What will come of this mutiny?
His happy-go-lucky kumbaya shit doesn't really go well with rebellion. And, besides, now that's Stephen Harper is gone, there's not a room for Cullen's plan to hold hands with the Liberals.

Treachery Score
Three Tinky Winkys

Ed Broadbent

Who?
The leader of the party from 1979 to 1985, Broadbent put the "curmudgeon" in "curmudgeonry old union dude who keeps yelling about NAFTA." He's the guy responsible for winning a bunch of seats for the NDP in 1988, which was the party's best result prior to 2011.

Why?
Because he's going to fix this shit himself, if he has to.

Campaign slogan
"I'm going to fix this shit myself, if I have to."

Treachery Score
Two union baseball bats, used to threaten scab workers

This wacky inflatable flailing-arm advertising man

Who?
This wacky inflatable flailing arm advertising man.

Why?
Because, unlike Mulcair, his painted-on smile seems genuine.

Campaign slogan
The soft whirr of a fan.

■ **Short task**: Retype the NDP passage above verbatim, starting with "Ed Broadbent" and going on through "if he has to.".

(Records)
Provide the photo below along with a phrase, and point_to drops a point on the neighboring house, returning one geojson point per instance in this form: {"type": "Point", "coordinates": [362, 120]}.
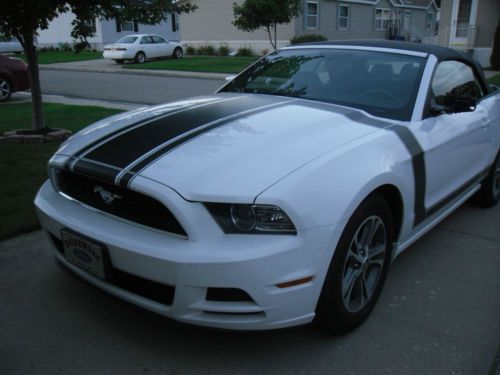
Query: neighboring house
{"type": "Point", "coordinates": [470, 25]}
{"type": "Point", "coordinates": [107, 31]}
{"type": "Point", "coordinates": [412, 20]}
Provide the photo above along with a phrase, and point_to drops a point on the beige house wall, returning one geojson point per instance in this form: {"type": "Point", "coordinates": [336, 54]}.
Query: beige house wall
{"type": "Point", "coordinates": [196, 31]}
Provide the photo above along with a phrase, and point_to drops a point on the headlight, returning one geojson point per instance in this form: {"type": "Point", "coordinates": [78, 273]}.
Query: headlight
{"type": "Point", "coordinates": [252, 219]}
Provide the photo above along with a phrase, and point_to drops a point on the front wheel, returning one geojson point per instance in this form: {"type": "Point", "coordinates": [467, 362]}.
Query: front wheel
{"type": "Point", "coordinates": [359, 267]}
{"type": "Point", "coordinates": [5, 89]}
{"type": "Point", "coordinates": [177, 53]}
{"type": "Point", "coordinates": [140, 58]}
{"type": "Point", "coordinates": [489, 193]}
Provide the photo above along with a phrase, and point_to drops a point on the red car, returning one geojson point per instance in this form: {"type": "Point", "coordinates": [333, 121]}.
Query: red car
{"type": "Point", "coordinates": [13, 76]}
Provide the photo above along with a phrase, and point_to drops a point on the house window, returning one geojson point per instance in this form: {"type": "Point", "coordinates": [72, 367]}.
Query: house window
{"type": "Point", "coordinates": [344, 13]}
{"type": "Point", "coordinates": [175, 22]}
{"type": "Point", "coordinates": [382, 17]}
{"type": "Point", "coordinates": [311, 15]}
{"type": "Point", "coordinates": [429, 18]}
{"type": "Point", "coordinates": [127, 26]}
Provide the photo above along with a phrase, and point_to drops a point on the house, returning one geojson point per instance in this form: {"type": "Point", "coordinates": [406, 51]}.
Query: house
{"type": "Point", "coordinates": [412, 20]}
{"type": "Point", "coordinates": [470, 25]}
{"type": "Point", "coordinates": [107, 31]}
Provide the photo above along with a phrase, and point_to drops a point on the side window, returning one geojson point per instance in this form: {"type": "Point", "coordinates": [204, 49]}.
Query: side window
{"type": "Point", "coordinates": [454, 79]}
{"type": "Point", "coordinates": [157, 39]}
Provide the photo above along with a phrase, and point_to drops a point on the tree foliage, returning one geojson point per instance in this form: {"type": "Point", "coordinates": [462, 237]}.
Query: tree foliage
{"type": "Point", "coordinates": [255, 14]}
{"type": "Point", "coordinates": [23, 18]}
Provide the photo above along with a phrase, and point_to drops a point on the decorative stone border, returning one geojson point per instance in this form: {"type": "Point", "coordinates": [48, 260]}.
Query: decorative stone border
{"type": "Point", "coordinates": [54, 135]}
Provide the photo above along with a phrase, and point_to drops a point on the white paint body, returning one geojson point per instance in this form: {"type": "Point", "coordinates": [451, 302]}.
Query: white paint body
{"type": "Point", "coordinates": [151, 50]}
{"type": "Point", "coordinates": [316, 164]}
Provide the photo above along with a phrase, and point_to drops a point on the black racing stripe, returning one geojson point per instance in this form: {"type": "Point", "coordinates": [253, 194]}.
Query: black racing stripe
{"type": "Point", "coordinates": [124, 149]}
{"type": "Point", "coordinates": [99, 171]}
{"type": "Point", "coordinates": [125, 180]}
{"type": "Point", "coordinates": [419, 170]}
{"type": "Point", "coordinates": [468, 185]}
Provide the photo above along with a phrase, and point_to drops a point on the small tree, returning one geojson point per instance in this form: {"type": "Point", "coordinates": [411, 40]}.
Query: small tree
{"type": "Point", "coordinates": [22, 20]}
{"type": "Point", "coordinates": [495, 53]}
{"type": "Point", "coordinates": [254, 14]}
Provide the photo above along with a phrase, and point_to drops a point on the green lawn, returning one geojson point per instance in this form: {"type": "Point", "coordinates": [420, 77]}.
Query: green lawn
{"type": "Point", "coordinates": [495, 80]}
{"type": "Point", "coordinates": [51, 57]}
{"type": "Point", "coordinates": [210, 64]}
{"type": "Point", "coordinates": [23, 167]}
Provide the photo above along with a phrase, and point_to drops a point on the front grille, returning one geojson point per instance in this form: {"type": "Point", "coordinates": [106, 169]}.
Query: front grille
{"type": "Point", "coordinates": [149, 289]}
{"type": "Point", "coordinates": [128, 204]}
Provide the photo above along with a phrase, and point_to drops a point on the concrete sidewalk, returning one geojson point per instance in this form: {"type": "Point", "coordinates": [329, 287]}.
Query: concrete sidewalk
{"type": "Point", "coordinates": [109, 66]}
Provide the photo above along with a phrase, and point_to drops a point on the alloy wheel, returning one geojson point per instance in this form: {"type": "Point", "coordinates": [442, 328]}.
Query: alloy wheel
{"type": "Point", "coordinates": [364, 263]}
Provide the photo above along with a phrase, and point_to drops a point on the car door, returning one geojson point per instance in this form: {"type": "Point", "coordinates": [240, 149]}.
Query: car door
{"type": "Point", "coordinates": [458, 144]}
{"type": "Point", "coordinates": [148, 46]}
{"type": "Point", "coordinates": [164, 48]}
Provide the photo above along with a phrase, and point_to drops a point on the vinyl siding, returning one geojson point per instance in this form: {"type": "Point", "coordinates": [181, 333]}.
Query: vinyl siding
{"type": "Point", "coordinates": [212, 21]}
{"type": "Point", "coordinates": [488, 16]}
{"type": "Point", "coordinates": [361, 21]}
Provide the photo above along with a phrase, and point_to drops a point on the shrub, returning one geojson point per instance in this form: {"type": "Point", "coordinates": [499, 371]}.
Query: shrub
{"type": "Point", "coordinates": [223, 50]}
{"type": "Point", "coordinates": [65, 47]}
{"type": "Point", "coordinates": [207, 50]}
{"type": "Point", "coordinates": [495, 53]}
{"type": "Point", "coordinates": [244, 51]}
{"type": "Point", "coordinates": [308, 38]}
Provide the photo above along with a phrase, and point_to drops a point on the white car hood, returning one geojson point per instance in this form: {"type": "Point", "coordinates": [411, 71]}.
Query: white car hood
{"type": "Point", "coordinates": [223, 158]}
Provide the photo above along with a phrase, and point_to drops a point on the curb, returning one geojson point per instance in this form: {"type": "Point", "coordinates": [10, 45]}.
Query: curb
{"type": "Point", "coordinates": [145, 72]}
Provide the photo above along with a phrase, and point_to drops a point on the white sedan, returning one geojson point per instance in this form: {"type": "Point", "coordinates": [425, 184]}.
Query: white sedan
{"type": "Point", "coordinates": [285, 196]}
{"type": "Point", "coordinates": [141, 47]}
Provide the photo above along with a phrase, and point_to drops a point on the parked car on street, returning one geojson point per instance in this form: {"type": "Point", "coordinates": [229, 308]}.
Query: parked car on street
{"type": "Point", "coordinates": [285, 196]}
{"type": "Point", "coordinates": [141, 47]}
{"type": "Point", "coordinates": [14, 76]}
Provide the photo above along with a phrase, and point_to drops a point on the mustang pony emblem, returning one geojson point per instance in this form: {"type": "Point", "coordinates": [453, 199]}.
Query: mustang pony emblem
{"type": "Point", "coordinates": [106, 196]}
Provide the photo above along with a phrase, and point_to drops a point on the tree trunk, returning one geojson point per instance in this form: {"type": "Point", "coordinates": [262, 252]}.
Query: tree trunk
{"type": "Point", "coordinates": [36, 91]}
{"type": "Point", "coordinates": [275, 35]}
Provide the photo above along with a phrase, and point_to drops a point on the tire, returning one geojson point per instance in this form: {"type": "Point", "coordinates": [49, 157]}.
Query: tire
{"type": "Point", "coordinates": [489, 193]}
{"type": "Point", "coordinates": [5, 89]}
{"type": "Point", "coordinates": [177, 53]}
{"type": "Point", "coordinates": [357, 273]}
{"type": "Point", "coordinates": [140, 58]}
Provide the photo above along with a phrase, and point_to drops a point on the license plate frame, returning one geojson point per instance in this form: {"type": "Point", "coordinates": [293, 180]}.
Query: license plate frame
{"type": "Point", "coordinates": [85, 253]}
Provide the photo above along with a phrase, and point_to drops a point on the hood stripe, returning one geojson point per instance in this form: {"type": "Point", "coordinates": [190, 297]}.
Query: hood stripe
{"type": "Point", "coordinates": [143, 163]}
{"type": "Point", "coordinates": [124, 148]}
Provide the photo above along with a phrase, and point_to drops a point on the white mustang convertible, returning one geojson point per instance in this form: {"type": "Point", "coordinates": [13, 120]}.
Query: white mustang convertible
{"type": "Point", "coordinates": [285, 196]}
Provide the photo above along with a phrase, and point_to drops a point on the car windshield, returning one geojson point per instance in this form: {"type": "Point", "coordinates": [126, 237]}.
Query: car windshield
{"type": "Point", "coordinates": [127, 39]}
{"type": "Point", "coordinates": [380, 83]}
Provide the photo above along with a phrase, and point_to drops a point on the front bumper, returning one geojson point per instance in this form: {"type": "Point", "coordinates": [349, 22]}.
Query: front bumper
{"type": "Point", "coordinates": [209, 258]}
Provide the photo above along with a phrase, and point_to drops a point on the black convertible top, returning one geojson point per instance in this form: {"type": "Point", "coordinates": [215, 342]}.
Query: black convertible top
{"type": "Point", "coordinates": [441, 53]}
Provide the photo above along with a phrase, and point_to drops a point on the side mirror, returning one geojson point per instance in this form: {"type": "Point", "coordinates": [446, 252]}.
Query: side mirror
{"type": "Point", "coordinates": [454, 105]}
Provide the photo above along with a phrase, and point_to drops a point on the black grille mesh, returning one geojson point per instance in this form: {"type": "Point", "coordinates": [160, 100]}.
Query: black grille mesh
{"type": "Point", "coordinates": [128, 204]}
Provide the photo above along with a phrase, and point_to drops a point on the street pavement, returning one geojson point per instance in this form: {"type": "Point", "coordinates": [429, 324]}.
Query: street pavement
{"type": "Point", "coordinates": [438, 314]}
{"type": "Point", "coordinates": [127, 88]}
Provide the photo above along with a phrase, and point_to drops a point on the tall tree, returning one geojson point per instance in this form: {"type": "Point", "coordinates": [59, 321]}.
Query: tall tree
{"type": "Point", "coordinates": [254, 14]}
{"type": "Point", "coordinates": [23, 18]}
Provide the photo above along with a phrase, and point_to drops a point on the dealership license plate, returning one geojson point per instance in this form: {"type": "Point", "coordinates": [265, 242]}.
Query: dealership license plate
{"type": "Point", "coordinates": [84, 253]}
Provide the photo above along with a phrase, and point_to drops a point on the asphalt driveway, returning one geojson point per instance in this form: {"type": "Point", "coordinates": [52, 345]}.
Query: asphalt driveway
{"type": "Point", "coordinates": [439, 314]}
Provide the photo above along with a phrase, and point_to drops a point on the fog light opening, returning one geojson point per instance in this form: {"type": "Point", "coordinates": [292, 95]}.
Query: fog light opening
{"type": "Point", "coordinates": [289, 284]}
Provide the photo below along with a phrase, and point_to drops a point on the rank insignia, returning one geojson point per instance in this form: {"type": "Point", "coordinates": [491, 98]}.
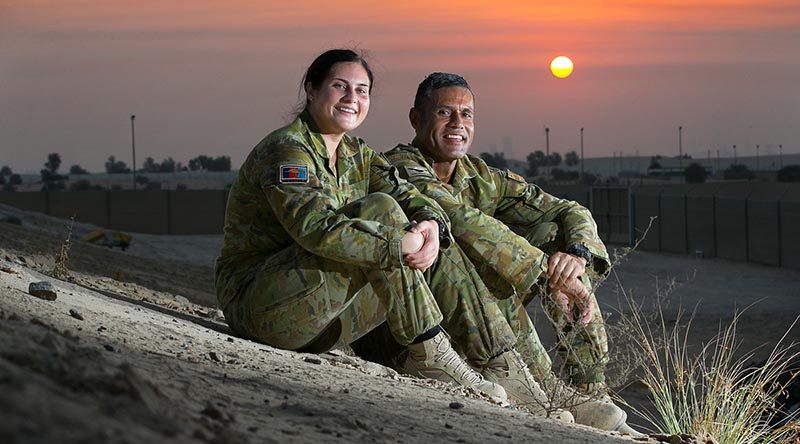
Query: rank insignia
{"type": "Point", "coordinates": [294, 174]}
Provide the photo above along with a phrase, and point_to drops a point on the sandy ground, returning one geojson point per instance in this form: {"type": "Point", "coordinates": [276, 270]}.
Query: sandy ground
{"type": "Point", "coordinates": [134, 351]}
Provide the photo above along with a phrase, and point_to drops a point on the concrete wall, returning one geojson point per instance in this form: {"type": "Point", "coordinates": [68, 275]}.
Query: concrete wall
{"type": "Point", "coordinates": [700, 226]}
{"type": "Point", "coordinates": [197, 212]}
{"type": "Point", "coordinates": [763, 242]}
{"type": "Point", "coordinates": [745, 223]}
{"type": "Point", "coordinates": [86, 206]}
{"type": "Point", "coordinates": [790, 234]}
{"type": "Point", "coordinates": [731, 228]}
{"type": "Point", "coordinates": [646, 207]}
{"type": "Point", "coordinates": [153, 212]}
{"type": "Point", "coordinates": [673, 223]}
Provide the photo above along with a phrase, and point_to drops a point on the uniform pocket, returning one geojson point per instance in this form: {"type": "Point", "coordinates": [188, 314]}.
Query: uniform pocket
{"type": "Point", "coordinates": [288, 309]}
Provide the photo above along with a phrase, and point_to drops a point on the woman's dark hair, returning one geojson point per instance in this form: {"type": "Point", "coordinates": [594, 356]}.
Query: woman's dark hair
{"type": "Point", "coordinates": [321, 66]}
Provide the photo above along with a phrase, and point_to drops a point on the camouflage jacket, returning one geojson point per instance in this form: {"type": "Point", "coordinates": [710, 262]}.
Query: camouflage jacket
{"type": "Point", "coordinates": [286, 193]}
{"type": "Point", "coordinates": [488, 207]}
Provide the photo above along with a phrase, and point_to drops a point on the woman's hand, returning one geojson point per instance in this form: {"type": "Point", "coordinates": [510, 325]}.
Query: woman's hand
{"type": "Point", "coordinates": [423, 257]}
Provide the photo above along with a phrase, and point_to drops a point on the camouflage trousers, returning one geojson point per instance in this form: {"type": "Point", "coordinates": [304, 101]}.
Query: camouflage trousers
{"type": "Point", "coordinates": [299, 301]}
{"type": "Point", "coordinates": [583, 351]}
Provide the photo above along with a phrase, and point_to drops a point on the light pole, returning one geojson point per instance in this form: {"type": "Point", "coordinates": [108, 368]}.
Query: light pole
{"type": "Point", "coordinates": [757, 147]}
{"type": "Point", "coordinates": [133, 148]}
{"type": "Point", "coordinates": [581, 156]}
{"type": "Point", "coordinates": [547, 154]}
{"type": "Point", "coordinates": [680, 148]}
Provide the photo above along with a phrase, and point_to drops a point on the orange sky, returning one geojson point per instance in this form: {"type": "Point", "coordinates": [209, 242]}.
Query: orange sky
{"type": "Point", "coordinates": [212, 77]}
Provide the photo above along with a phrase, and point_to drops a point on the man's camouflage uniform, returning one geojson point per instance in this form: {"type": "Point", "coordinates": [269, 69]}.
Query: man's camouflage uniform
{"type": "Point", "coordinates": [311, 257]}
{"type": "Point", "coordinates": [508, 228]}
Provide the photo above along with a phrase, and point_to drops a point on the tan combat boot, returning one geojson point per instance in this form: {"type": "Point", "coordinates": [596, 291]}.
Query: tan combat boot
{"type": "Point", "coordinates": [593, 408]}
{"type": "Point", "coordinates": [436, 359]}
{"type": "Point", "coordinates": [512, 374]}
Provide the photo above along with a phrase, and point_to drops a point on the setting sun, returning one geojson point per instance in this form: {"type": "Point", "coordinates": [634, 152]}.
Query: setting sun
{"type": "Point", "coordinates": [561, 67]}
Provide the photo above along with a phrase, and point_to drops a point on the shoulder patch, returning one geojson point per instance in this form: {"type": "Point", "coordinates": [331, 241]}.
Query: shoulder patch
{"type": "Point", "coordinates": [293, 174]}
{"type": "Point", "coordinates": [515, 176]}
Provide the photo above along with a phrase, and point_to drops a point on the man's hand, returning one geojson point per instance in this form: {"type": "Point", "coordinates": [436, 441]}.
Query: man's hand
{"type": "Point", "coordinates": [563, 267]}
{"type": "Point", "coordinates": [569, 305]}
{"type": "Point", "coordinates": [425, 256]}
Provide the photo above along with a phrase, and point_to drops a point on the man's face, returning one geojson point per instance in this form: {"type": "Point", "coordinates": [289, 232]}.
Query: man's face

■ **Exercise solution**:
Ed Broadbent

Who?
The leader of the party from 1979 to 1985, Broadbent put the "curmudgeon" in "curmudgeonry old union dude who keeps yelling about NAFTA." He's the guy responsible for winning a bunch of seats for the NDP in 1988, which was the party's best result prior to 2011.

Why?
Because he's going to fix this shit himself, if he has to.